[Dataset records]
****************
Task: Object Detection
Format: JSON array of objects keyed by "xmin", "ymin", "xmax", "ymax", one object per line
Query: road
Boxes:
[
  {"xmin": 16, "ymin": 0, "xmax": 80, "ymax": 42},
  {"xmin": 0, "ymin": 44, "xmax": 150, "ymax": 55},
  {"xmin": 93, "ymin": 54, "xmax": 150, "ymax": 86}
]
****************
## PROMPT
Recast every line of the listing above as a Markdown table with two columns, Row and Listing line. Number the rows in order and omit any blank lines.

## THE RESPONSE
| Row | Listing line |
|---|---|
| 1 | Task: Object Detection |
| 2 | Format: JSON array of objects keyed by "xmin", "ymin", "xmax", "ymax", one object per line |
| 3 | Query: road |
| 4 | Boxes: |
| 5 | [ |
| 6 |   {"xmin": 16, "ymin": 0, "xmax": 80, "ymax": 42}, |
| 7 |   {"xmin": 0, "ymin": 44, "xmax": 150, "ymax": 55}, |
| 8 |   {"xmin": 93, "ymin": 54, "xmax": 150, "ymax": 86} |
| 9 | ] |